*** Opening of INPUT MATERIAL ***

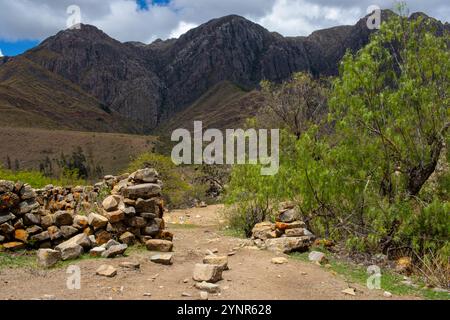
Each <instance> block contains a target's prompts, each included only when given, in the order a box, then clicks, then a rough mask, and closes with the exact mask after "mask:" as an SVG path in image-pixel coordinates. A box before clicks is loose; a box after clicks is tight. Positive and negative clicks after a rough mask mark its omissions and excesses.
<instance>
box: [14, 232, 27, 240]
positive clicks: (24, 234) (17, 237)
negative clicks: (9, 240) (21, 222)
mask: <svg viewBox="0 0 450 320" xmlns="http://www.w3.org/2000/svg"><path fill="white" fill-rule="evenodd" d="M14 239H16V240H19V241H22V242H27V240H28V232H26V231H25V230H23V229H19V230H16V231H14Z"/></svg>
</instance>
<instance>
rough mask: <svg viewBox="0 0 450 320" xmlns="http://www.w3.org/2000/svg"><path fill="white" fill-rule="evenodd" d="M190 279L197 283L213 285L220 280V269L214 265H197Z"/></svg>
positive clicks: (207, 264)
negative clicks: (201, 283)
mask: <svg viewBox="0 0 450 320" xmlns="http://www.w3.org/2000/svg"><path fill="white" fill-rule="evenodd" d="M192 278H193V279H194V280H195V281H199V282H202V281H206V282H212V283H215V282H217V281H220V280H222V268H221V267H220V266H218V265H214V264H200V263H197V264H196V265H195V268H194V275H193V277H192Z"/></svg>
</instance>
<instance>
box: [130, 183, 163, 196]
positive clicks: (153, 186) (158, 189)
mask: <svg viewBox="0 0 450 320" xmlns="http://www.w3.org/2000/svg"><path fill="white" fill-rule="evenodd" d="M123 193H124V196H125V197H126V198H130V199H139V198H142V199H149V198H153V197H156V196H159V195H160V194H161V187H160V186H159V185H157V184H154V183H145V184H138V185H135V186H129V187H126V188H125V189H124V191H123Z"/></svg>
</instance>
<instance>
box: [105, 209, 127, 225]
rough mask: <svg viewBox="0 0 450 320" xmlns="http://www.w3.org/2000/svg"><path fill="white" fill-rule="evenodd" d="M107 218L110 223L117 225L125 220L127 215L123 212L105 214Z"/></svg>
mask: <svg viewBox="0 0 450 320" xmlns="http://www.w3.org/2000/svg"><path fill="white" fill-rule="evenodd" d="M105 217H106V218H107V219H108V221H109V222H110V223H117V222H120V221H122V220H123V219H124V218H125V214H124V213H123V211H122V210H116V211H112V212H105Z"/></svg>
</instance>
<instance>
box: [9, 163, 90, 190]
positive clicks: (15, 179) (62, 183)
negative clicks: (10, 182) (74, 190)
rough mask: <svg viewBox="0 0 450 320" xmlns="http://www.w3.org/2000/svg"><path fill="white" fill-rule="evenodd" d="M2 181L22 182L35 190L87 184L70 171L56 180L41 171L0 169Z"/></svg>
mask: <svg viewBox="0 0 450 320" xmlns="http://www.w3.org/2000/svg"><path fill="white" fill-rule="evenodd" d="M0 180H10V181H21V182H24V183H28V184H30V185H31V186H32V187H34V188H43V187H45V186H46V185H49V184H53V185H55V186H77V185H85V184H86V181H84V180H82V179H80V178H78V174H77V173H76V172H73V171H69V170H65V171H64V173H63V174H62V175H61V176H60V177H59V178H58V179H55V178H49V177H46V176H45V175H44V174H43V173H41V172H39V171H32V170H29V171H13V170H8V169H3V168H2V167H0Z"/></svg>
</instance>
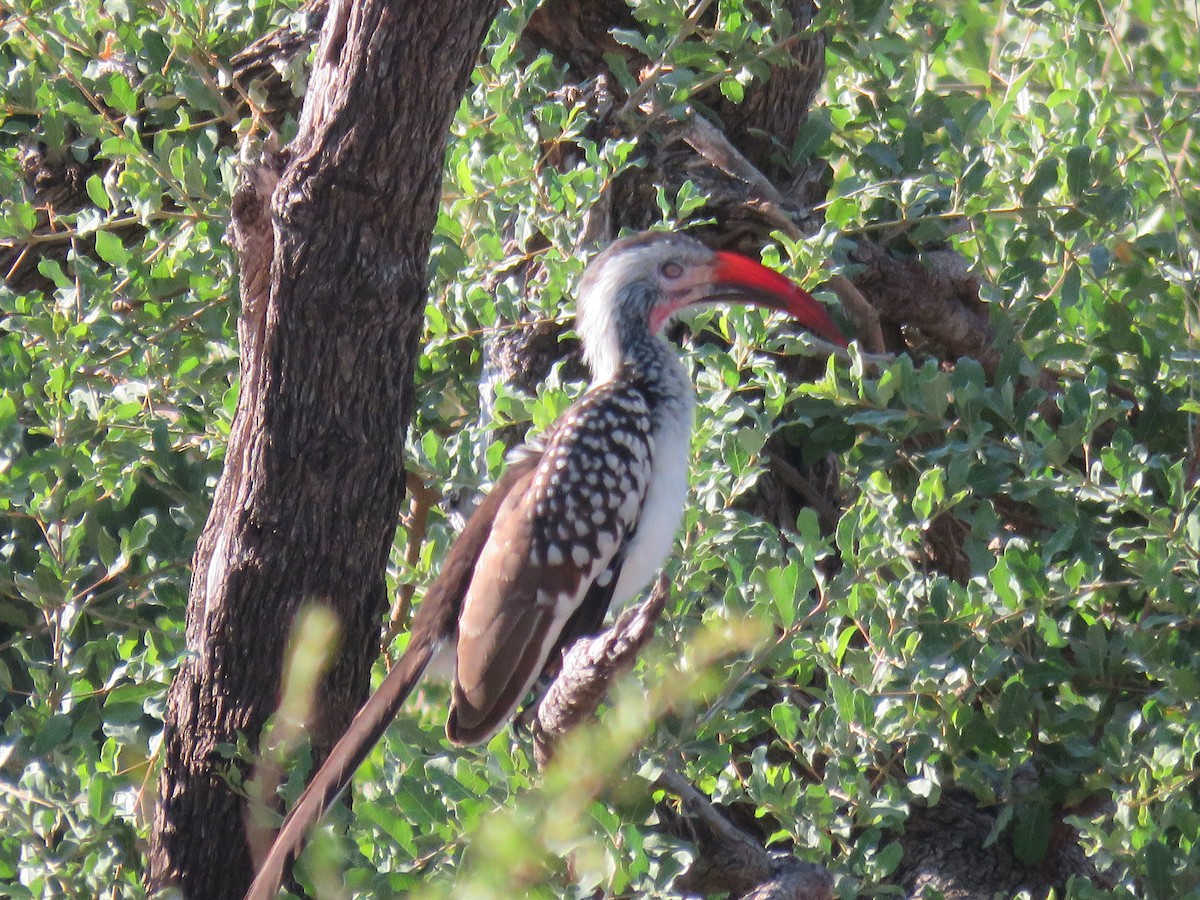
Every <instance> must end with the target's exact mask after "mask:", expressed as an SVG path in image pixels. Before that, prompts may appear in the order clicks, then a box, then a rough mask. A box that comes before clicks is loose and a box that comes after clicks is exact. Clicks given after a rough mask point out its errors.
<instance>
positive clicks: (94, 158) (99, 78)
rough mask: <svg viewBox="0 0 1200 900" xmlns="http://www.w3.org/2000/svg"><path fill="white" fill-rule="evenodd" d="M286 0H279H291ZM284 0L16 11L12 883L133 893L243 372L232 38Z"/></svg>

*** Close of INPUT MATERIAL ***

## [WHAT IS REQUIRED]
Reproduce nothing but the lines from the line containing "181L22 182L35 190L87" through the last line of the data above, exactly as written and without pictures.

## [OUTPUT]
rough mask: <svg viewBox="0 0 450 320" xmlns="http://www.w3.org/2000/svg"><path fill="white" fill-rule="evenodd" d="M2 181L22 182L35 190L87 184L70 171L56 180L41 171L0 169Z"/></svg>
mask: <svg viewBox="0 0 450 320" xmlns="http://www.w3.org/2000/svg"><path fill="white" fill-rule="evenodd" d="M0 180H10V181H21V182H24V183H28V184H30V185H31V186H32V187H34V188H43V187H45V186H46V185H49V184H53V185H55V186H77V185H85V184H86V181H84V180H82V179H80V178H78V174H77V173H76V172H73V171H69V170H65V171H64V173H63V174H62V175H61V176H60V177H59V178H58V179H55V178H49V177H46V176H45V175H44V174H43V173H41V172H39V171H32V170H29V171H13V170H8V169H3V168H2V167H0Z"/></svg>
</instance>
Every <instance> must end with the target's exact mask after "mask:", expressed as an SVG path in image pixels. Before that, prompts may appear in the order clicks, then a box, then a rough mask. A box that comes before clicks is loose and a box that comes after clicks is exact. Clicks given after a rough mask point out its errors.
<instance>
positive clicks: (94, 158) (99, 78)
rough mask: <svg viewBox="0 0 1200 900" xmlns="http://www.w3.org/2000/svg"><path fill="white" fill-rule="evenodd" d="M286 0H279H291ZM284 0L16 11L12 883L133 893L243 372L232 38Z"/></svg>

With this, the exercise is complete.